Input records »
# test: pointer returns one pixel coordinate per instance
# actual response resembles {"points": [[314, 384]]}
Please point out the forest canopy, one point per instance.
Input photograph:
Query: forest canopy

Your objective »
Please rewrite the data above as a numbered list, one line per item, leaving out any blank lines.

Answer for this exercise »
1. # test: pointer returns one pixel coordinate per instance
2. # actual response resembles {"points": [[314, 384]]}
3. Please point out the forest canopy, one point per instance.
4. Input photograph:
5. Query: forest canopy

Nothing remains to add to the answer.